Render every line of the listing below as a Markdown table with the columns "No." and "Text," numbering the rows and skipping blank lines. Leave the pictures out of the table.

### Exercise input
· · · ·

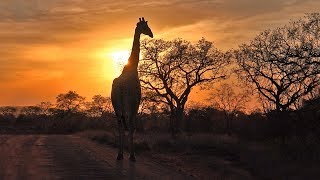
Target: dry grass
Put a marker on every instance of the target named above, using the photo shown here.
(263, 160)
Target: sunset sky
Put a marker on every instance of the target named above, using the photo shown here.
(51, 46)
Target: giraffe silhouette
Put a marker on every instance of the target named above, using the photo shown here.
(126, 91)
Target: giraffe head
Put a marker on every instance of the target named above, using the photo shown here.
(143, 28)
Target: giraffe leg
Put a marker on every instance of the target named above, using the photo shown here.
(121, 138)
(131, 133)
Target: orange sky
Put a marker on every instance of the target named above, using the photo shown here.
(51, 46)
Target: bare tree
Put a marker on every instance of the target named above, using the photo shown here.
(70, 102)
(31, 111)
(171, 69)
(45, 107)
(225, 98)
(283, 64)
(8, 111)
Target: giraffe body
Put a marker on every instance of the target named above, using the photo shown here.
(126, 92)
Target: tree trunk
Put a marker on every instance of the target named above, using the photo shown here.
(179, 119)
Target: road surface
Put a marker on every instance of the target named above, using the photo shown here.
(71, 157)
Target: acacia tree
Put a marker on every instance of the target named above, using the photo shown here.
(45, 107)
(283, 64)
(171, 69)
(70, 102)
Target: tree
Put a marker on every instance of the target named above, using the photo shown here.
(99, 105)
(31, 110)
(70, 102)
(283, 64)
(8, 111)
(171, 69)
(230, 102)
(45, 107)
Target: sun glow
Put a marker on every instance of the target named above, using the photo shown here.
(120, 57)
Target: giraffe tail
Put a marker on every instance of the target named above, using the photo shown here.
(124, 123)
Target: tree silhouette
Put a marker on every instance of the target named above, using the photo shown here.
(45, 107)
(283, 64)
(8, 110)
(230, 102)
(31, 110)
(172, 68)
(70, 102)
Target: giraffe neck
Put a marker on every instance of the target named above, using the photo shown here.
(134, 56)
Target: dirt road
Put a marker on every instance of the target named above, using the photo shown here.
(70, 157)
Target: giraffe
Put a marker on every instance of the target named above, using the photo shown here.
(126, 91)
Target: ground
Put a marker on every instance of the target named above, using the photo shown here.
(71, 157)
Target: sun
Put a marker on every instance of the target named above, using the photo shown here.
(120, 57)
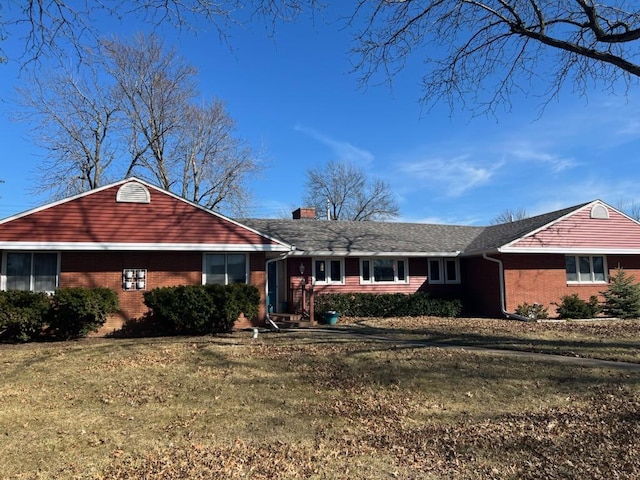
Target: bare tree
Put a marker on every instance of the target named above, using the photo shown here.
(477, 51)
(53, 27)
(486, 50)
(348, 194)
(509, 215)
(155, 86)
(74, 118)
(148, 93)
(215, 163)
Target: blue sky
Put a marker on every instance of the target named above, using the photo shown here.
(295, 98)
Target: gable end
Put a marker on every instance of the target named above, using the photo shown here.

· · · ·

### Task solution
| No. | Text |
|---|---|
| 1 | Target: dry grass |
| 2 | Put a marker on every instance of the target named above, using the photo shown here. |
| 3 | (263, 160) |
| 4 | Target: sunset sky |
| 5 | Put a marker on every instance of the target named above, using the photo shown here. |
| 6 | (51, 46) |
| 7 | Target: giraffe silhouette |
| 8 | Put a marker on every instance of the target named above, using the photo shown here. |
| 9 | (126, 91) |
| 10 | Target: giraffe head |
| 11 | Put a marker on every instance of the target named above, using the photo shown here. |
| 12 | (143, 28) |
| 13 | Target: giraffe leg |
| 14 | Put a marker on every instance of the target named above, using the photo shown here. |
| 15 | (121, 138) |
| 16 | (131, 133) |
| 17 | Target: orange sky |
| 18 | Put a marker on every instance of the target named above, using the photo shown here. |
| 19 | (51, 46) |
| 20 | Target: bare tree |
| 21 | Put a marker on every instance of the target named above, using the photo shown here. |
| 22 | (70, 102) |
| 23 | (31, 111) |
| 24 | (171, 69) |
| 25 | (45, 107) |
| 26 | (225, 98) |
| 27 | (283, 64) |
| 28 | (8, 111) |
| 29 | Target: giraffe body |
| 30 | Put a marker on every instance of the target named above, using the photo shown here. |
| 31 | (126, 92) |
| 32 | Target: tree trunk |
| 33 | Put a marker on every instance of the target named above, using the photo shown here. |
| 34 | (179, 119) |
| 35 | Target: road surface |
| 36 | Put a marker on every instance of the target named above, using the photo shown here. |
| 37 | (71, 157) |
| 38 | Target: acacia tree |
| 39 | Put a marker on every instance of the target named above, using the photo shown here. |
| 40 | (45, 107) |
| 41 | (283, 64) |
| 42 | (171, 69) |
| 43 | (70, 102) |
| 44 | Target: tree |
| 45 | Put a marker on every instance of the target named above, using the photo shown here. |
| 46 | (99, 105) |
| 47 | (31, 110) |
| 48 | (70, 102) |
| 49 | (283, 64) |
| 50 | (8, 111) |
| 51 | (171, 69) |
| 52 | (230, 102) |
| 53 | (45, 107) |
| 54 | Target: sun glow |
| 55 | Put a marker on every instance of the target named above, using the photo shown here. |
| 56 | (120, 57) |
| 57 | Target: giraffe tail |
| 58 | Put a marker on every instance of the target named above, using the photo shown here. |
| 59 | (124, 123) |
| 60 | Target: tree silhouette |
| 61 | Put a marker on every instance of the target named above, using the photo shown here. |
| 62 | (45, 107) |
| 63 | (283, 64) |
| 64 | (8, 110) |
| 65 | (230, 102) |
| 66 | (31, 110) |
| 67 | (172, 68) |
| 68 | (70, 102) |
| 69 | Target: giraffe neck |
| 70 | Put a marker on every instance of the target named above, using the photo shown here. |
| 71 | (134, 56) |
| 72 | Target: dirt road |
| 73 | Put a marker on every instance of the target named above, using the photo shown here. |
| 74 | (70, 157) |
| 75 | Target: giraffe |
| 76 | Put a marker on every instance of the target named above, using the photo shown here. |
| 77 | (126, 91) |
| 78 | Target: ground |
| 79 | Put a marker on every instance of the target named above, using the photo shown here. |
| 80 | (71, 157) |
| 81 | Target: sun |
| 82 | Put a marker on every instance of the target named above, using the photo shown here. |
| 83 | (120, 57) |
| 84 | Target: bare tree |
| 85 | Put a marker on every instance of the target named above, using the photo shown here. |
| 86 | (477, 51) |
| 87 | (53, 27) |
| 88 | (486, 50) |
| 89 | (348, 194) |
| 90 | (509, 215) |
| 91 | (155, 86) |
| 92 | (74, 118) |
| 93 | (148, 93) |
| 94 | (215, 163) |
| 95 | Target: blue sky |
| 96 | Put a marker on every instance of the target named above, using the photo shown here. |
| 97 | (295, 98) |
| 98 | Target: gable end |
| 99 | Put a marker on every instance of the target named above, using the photo shown here. |